== Records for processing
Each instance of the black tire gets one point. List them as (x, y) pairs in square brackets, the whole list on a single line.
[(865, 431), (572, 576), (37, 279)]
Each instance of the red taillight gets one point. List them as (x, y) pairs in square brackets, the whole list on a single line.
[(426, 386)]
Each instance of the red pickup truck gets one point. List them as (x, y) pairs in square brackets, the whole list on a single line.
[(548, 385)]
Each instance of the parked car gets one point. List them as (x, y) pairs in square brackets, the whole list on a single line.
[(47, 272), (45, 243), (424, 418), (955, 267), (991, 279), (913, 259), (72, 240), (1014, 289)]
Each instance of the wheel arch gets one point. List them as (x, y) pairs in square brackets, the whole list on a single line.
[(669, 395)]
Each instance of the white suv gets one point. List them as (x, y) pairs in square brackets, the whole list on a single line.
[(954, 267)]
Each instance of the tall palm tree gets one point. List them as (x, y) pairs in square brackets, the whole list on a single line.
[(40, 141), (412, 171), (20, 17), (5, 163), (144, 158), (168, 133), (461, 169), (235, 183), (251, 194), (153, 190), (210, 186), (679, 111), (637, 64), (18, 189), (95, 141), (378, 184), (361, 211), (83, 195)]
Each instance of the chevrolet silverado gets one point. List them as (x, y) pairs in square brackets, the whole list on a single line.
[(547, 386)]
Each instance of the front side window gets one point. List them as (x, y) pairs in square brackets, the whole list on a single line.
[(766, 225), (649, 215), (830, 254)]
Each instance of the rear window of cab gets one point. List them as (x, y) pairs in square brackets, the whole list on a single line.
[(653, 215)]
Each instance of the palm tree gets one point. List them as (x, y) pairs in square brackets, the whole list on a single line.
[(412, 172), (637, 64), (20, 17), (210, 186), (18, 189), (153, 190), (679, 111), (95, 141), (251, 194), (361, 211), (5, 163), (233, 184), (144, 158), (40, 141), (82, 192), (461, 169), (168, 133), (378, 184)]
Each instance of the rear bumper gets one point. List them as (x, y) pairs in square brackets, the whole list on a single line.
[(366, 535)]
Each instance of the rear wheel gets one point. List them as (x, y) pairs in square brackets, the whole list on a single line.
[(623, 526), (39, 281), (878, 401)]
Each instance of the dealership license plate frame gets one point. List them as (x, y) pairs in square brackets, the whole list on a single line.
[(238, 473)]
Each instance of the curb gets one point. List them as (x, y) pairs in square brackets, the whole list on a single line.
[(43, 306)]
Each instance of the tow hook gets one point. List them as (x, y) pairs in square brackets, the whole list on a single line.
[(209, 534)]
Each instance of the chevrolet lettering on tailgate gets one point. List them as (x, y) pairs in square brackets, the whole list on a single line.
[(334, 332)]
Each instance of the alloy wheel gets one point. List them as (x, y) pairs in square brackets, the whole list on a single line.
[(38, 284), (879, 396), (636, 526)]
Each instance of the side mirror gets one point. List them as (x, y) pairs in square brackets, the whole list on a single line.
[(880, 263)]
====
Exercise requirements: Give back all the records above exactly. Keep every word.

Exercise output:
Each instance of the black tire gets one point. List them as (x, y) pairs in square brackets, the whole list on a single line.
[(865, 431), (572, 576), (37, 279)]
Each instance of the red taillight gets one point. List them as (x, y) pairs in square brackets, the whole list on a single line.
[(426, 386)]
Each instance of the red pickup truck gets one point. List them as (x, y) pairs in square brackets, the whole list on a single line.
[(548, 385)]
Each instance of the parked car gets one point. List them as (x, y) pairs in square brackets, the whole list on a single line.
[(47, 272), (45, 243), (424, 418), (955, 267), (991, 279), (913, 259), (72, 240), (1014, 289)]
Each instance of the wheel arch gets one point. List them as (x, y) pairs in square brackets, the whole list on a single line.
[(669, 395)]
Each instance of the white suv gets one point. List them as (x, y) pairs in square brackets, the whole list on a single line.
[(954, 267)]
Each instance of the tall palm tree gets one point. List them as (x, y) pairs in square brackets, the whole list on a single line.
[(40, 141), (412, 171), (20, 17), (5, 163), (144, 158), (168, 133), (461, 169), (235, 183), (251, 194), (153, 190), (210, 186), (679, 111), (637, 64), (18, 189), (95, 141), (378, 184), (361, 211), (83, 195)]
Each instance of the chevrolet silverado gets one point. List them as (x, y) pairs in square brackets, the whole list on a single line.
[(547, 386)]
Each instance of the front side window gets one point. List them as (x, y) pairs in square brackets, the whole list on a single line.
[(766, 225), (649, 215), (830, 254)]
Each instance of the rear window of cab gets one point. List them as (x, y) pairs in square brackets, the whole list on a single line.
[(653, 215)]
Each instance of the palm tree gets one point. List them as (x, y) pairs in square brackets, the whole list on a single line.
[(412, 172), (637, 64), (20, 17), (210, 186), (18, 189), (153, 190), (679, 111), (95, 141), (251, 194), (361, 211), (5, 163), (233, 184), (144, 158), (40, 141), (82, 192), (461, 169), (168, 133), (378, 184)]
Each instance of the rear bumper gets one point. List them as (x, y) pairs in square brackets, the whole list on a single line.
[(366, 535)]
Each instance of the rear wheel gets one point. List them as (x, y) pairs in square brackets, the whole list on a single line.
[(623, 526), (39, 281), (878, 401)]
Each instance of the dealership license plate frame gets one point. List them as (x, y) pairs in square brackets, the whole list on a single line.
[(238, 473)]
Each instance of the curb gets one point. List them as (x, y) pairs in square brackets, the whole list on a single line.
[(43, 306)]
Each instance of the tow hook gets one point. List them as (x, y) pairs in square brackets, the whole list on a single line.
[(209, 534)]
Each instance of the chevrolet lettering on tailgate gets one point. List them as (x, y) pairs in square brackets, the whole list on a single line.
[(334, 332)]
Each instance of the alloy wheel gets one point. List them as (x, y) pairs in square brackets, the whole list on a single line.
[(38, 284), (879, 396), (636, 526)]
Each instance of the side mirror gets one point. List them as (x, y) pairs in square brackets, the whole list on a single line.
[(880, 263)]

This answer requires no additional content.